◆ Stated exercise
Format the stretch from the start of the entries through the line containing "[(585, 42)]" as a JSON list of strings, one string per line and no blank lines. Leave the pictures out.

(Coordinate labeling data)
----------------------------------------

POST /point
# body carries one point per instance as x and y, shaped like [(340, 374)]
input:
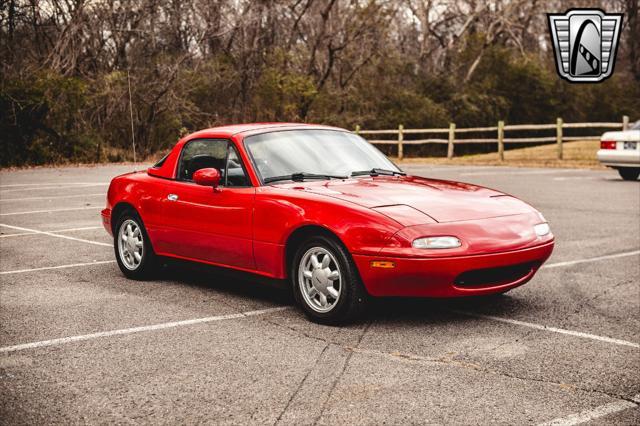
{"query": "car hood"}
[(413, 200)]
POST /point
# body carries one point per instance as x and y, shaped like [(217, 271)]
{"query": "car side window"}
[(212, 153), (235, 174), (202, 154)]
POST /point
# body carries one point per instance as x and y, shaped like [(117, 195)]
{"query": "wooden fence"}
[(499, 130)]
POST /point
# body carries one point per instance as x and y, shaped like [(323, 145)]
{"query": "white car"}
[(621, 151)]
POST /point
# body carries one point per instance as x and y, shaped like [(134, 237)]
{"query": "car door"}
[(207, 224)]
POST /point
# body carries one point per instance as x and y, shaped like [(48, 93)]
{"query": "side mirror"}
[(207, 177)]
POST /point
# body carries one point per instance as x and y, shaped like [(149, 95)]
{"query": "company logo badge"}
[(585, 42)]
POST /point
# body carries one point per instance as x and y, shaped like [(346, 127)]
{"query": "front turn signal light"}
[(383, 264), (436, 242), (542, 229)]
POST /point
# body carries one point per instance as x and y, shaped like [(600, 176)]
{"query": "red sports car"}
[(324, 210)]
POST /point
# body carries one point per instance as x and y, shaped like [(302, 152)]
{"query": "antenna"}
[(133, 136)]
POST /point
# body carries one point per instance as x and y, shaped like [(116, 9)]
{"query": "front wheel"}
[(326, 283), (629, 173), (133, 250)]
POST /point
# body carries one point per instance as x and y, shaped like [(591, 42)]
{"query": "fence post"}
[(452, 137), (501, 140), (400, 140), (559, 136)]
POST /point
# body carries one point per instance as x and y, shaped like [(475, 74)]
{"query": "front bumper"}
[(619, 158), (441, 277)]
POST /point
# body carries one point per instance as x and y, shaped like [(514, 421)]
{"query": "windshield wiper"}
[(377, 172), (300, 176)]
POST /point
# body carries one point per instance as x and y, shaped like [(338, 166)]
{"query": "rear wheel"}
[(133, 250), (629, 173), (326, 283)]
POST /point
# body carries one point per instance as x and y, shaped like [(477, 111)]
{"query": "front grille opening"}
[(494, 276)]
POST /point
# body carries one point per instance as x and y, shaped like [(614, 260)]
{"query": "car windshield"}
[(323, 153)]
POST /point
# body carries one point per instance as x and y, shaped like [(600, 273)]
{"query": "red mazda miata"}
[(324, 210)]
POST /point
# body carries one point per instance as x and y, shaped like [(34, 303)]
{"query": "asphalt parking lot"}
[(79, 343)]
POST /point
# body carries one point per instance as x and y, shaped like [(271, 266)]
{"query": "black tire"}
[(147, 266), (352, 300), (629, 173)]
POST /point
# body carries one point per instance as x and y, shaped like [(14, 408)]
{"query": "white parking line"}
[(53, 231), (54, 197), (510, 172), (552, 329), (162, 326), (62, 186), (594, 413), (576, 178), (61, 183), (50, 211), (46, 268), (51, 234), (591, 259)]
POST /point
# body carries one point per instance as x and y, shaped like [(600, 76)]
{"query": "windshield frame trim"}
[(279, 130)]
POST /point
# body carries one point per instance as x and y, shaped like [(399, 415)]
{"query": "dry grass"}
[(579, 154)]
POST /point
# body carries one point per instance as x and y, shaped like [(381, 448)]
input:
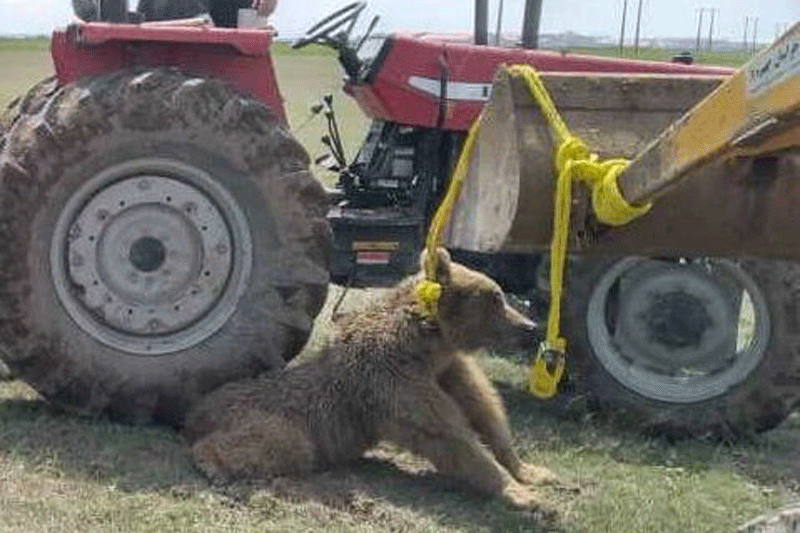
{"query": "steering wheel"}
[(322, 31)]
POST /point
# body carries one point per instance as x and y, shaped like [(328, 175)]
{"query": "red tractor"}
[(163, 233)]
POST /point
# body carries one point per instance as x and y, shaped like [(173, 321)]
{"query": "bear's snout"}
[(520, 332)]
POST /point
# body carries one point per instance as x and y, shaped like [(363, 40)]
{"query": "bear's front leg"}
[(480, 402), (429, 422)]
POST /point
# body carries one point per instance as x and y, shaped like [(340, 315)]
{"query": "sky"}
[(660, 18)]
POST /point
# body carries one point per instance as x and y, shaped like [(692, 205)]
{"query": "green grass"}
[(62, 473), (731, 59)]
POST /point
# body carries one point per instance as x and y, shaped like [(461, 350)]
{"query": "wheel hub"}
[(673, 330), (676, 320), (143, 257)]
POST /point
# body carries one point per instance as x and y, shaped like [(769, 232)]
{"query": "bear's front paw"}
[(523, 498), (531, 474)]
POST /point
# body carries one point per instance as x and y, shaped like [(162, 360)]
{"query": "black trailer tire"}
[(219, 197), (735, 388)]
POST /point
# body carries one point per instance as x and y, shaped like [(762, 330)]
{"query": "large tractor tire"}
[(161, 234), (705, 347)]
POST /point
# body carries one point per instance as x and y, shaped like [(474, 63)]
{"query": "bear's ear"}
[(442, 265)]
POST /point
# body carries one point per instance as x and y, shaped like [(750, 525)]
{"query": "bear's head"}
[(472, 312)]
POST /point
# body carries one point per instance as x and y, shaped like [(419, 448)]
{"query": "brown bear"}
[(391, 373)]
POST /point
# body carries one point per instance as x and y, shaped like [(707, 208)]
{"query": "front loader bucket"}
[(722, 205), (507, 198)]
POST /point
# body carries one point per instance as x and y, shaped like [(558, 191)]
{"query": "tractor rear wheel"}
[(162, 235), (687, 347)]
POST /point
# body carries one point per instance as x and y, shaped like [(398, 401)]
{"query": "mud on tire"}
[(754, 398), (231, 157)]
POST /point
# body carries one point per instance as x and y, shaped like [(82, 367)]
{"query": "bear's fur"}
[(388, 373)]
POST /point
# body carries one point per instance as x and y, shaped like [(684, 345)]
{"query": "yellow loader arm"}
[(755, 112)]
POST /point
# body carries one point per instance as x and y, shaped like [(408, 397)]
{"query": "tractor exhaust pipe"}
[(482, 22), (114, 10), (530, 25)]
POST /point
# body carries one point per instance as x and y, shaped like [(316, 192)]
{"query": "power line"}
[(622, 26), (699, 29), (638, 27), (711, 28)]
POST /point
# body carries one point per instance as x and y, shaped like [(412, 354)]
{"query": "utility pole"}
[(711, 29), (755, 33), (744, 41), (699, 28), (638, 27), (499, 24), (622, 27)]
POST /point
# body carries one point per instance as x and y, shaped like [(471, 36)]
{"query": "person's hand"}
[(264, 7)]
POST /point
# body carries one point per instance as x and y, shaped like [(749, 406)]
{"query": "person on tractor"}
[(224, 13)]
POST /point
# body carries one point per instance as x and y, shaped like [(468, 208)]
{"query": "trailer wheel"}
[(161, 235), (688, 347)]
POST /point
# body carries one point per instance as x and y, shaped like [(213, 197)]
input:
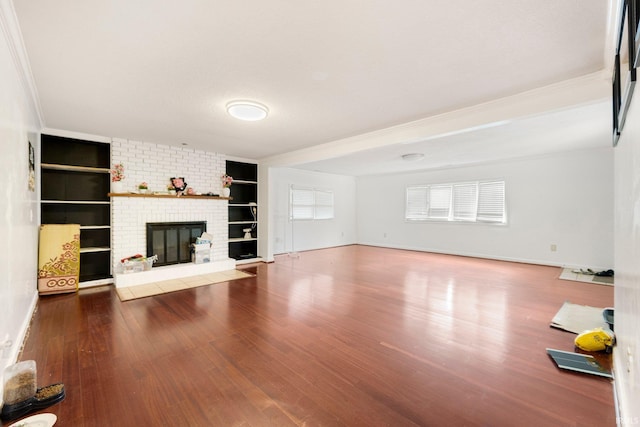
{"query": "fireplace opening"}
[(171, 241)]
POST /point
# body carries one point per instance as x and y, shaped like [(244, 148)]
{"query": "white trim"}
[(11, 29), (76, 135), (473, 255), (18, 341)]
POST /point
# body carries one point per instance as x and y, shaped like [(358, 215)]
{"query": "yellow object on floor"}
[(595, 340), (59, 258)]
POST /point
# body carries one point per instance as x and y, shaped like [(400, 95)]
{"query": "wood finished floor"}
[(355, 336)]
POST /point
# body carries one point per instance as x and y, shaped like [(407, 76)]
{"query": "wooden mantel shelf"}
[(167, 196)]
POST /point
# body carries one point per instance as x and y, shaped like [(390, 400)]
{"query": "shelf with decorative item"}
[(169, 196)]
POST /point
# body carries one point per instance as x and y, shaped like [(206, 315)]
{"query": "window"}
[(306, 203), (465, 201)]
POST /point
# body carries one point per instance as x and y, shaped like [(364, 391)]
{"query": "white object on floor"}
[(38, 420), (570, 274), (578, 318)]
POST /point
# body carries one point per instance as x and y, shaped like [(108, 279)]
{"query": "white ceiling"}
[(331, 72)]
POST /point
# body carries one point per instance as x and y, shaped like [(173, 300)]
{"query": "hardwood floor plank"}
[(349, 336)]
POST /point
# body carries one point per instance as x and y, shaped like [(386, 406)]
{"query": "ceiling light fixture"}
[(247, 110), (412, 157)]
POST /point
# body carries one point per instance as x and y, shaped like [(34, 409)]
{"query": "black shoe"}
[(605, 273), (42, 399)]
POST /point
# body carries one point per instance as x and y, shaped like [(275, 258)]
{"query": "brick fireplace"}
[(155, 164)]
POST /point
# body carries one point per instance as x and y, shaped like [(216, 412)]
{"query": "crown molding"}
[(12, 34)]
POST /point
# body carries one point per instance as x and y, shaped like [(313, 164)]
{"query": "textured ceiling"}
[(162, 71)]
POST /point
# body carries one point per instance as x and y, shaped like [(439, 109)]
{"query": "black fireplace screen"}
[(171, 241)]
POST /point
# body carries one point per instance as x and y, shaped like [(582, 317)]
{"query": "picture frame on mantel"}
[(624, 67)]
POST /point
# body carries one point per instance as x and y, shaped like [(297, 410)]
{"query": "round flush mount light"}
[(247, 110), (412, 157)]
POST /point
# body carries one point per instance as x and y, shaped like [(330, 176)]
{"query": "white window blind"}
[(440, 201), (464, 201), (324, 205), (491, 205), (309, 204), (417, 206), (302, 202)]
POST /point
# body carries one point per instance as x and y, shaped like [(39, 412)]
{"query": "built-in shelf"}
[(74, 202), (73, 168), (167, 196), (75, 178), (243, 211), (97, 249), (242, 239)]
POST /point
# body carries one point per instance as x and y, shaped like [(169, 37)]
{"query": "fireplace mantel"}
[(167, 196)]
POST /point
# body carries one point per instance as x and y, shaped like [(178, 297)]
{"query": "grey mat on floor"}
[(578, 318)]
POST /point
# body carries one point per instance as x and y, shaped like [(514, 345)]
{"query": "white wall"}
[(627, 266), (563, 199), (287, 236), (19, 212)]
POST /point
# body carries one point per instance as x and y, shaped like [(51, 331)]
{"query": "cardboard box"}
[(200, 247), (201, 257)]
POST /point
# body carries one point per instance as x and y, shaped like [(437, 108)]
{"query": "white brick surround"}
[(155, 164)]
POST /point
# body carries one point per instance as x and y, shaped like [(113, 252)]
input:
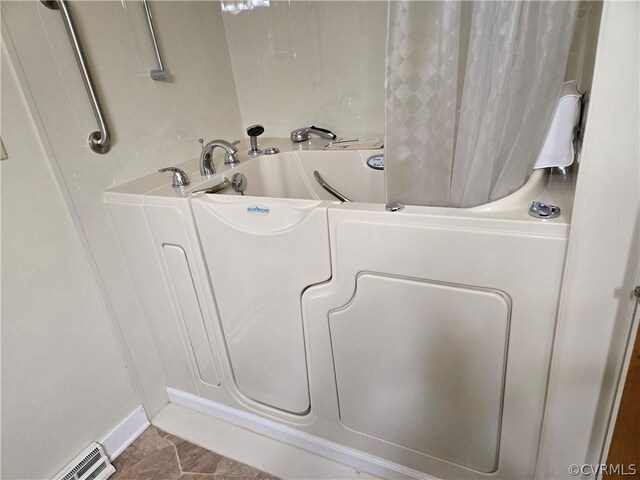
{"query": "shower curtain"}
[(471, 89)]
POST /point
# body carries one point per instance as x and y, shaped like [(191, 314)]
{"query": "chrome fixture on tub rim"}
[(303, 134), (207, 168)]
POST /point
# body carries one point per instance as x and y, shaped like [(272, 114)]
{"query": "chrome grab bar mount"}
[(99, 141)]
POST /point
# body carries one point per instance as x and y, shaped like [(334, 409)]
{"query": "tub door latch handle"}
[(543, 210)]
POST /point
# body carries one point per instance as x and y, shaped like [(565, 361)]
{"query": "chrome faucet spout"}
[(207, 167), (303, 134)]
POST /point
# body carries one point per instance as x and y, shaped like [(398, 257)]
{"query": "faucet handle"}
[(254, 131), (180, 178)]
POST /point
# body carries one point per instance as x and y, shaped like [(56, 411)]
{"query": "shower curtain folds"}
[(471, 89)]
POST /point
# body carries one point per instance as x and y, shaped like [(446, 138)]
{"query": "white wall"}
[(298, 64), (64, 380), (154, 124), (603, 257)]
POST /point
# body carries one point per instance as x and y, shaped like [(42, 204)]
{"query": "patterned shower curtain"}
[(471, 89)]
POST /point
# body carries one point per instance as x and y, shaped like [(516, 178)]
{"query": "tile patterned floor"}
[(158, 455)]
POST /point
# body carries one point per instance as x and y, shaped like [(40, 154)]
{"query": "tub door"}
[(261, 254)]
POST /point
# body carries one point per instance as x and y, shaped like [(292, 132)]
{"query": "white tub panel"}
[(182, 282), (261, 254), (427, 369)]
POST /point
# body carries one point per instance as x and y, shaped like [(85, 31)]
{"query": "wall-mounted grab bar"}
[(160, 73), (100, 141)]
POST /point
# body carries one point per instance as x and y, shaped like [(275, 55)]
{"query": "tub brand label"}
[(258, 210)]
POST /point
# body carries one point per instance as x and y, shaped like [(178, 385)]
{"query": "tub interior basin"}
[(291, 175)]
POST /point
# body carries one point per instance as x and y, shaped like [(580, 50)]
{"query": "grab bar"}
[(160, 73), (99, 141), (329, 188)]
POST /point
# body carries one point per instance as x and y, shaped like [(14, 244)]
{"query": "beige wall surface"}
[(154, 124), (298, 64), (603, 256), (64, 381)]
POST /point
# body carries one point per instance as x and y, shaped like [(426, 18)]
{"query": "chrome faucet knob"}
[(180, 178), (254, 131)]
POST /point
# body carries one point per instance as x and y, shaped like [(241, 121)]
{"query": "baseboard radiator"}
[(91, 464)]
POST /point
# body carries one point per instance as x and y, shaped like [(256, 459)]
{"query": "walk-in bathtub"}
[(421, 337)]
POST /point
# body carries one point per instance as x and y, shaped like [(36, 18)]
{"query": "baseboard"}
[(334, 451), (124, 434)]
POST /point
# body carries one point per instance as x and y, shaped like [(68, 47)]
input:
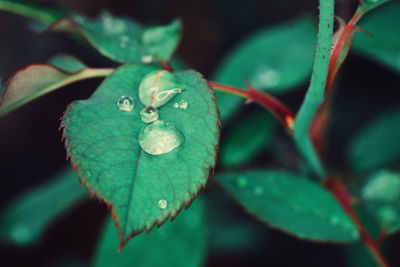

----------------------------------------

◆ Exercise response
[
  "POST /point",
  "# body carries one point per instance as x and y, shaped like [(340, 374)]",
  "input:",
  "{\"query\": \"car hood\"}",
  "[(413, 200)]",
  "POST /point",
  "# body carries one point per instance as x and y, shaped like [(217, 271)]",
  "{\"query\": \"car side window\"}",
  "[(212, 153), (235, 174), (202, 154)]",
  "POST /point",
  "# body carries one point per instance as x and y, shaped like [(117, 195)]",
  "{\"query\": \"wooden fence\"}",
  "[(499, 130)]",
  "POST /point",
  "# body carries one point per instance as x and y, shaped like [(323, 145)]",
  "{\"query\": \"white car\"}",
  "[(621, 151)]",
  "POST /point",
  "# body carries one point per instance as x and y, shaped like [(134, 237)]",
  "{\"query\": \"car door\"}",
  "[(207, 224)]",
  "POST /point",
  "# body carries one point per instance as x and y, shaped like [(48, 93)]",
  "{\"query\": \"side mirror\"}",
  "[(207, 177)]",
  "POST /point",
  "# body carries one point per instance as x and y, shaped like [(149, 95)]",
  "{\"query\": \"company logo badge\"}",
  "[(585, 42)]"
]